His state of mind is shown by his concluding words, 'We all
breathed happily when we saw it open' (No. 3 hatch)."
The district judge was of opinion that the stipulations of the
bill of lading, so far as they undertook to exempt the respondent
from accountability for the negligence of the master or crew,
though valid by the law of England, were invalid by our law, and
therefore decreed
"that the libelants recover damages for such of the oxen as were
of any market value, and not fatally wounded or maimed at the time
when the houses and cleats provided for them were designedly torn
up, and which oxen were cast overboard, or negligently suffered to
go overboard, through the open gangways, on the morning of November
1st and on the evening of the night previous,"
and referred the case to a commissioner to ascertain and report
the amount of such damage. 57 F. 403.
The commissioner reported that 63 of the cattle were thus
voluntarily and unnecessarily sacrificed, and assessed damages for
that number of cattle. The district court confirmed his report, and
entered a decree accordingly for the libelants. 61 F. 860.
Page 168 U. S. 111
Both parties appealed to the circuit court of appeals, which
adopted the conclusions of fact of the district court and affirmed
the decree upon the ground that the case was not within the
exceptions in the bill of lading. 35 U.S.App. 44.
The respondent applied for and obtained a writ of certiorari
from court.
Page 168 U. S. 117
MR. JUSTICE GRAY, after stating the case, delivered the opinion
of the Court.
The contract sued on was made in October, 1891, more than a year
before the passage of the Harter Act, and the case is unaffected by
its provisions. Act of Feb. 13, 1893, c. 105, 27 Stat. 445.
By the law of this country before that act, as declared upon
much consideration by this Court, common carriers by land or sea
could not, by any form of contract with the owner of property
carried, exempt themselves from responsibility for loss or damage
arising from negligence of their own servants, and any stipulation
for such exemption was contrary to public policy, and void.
Railroad Co. v.
Lockwood, 17 Wall. 357;
Liverpool Steam Co. v.
Phenix Ins. Co., 129 U. S. 397.
By the modern decisions in England, on the other hand, made
since it has become to us a foreign country, common carriers,
except so far as controlled by the provisions of the Railway and
Canal Traffic Act of 1854, were permitted to exempt themselves by
express contract from responsibility for losses occasioned by
negligence of their servants.

**Record extracts:**
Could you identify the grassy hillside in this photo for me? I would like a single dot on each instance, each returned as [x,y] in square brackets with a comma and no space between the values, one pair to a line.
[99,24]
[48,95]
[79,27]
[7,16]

**Exercise requirements:**
Please answer these questions from the court opinion:
1. How many cattle did the commissioner report were voluntarily and unnecessarily sacrificed?
2. In what month and year was the contract sued on made?
3. Which justice delivered the opinion of the Court?
The records are a separate set of material from the text.

**Answer below:**
1. 63
2. October 1891
3. Mr. Justice Gray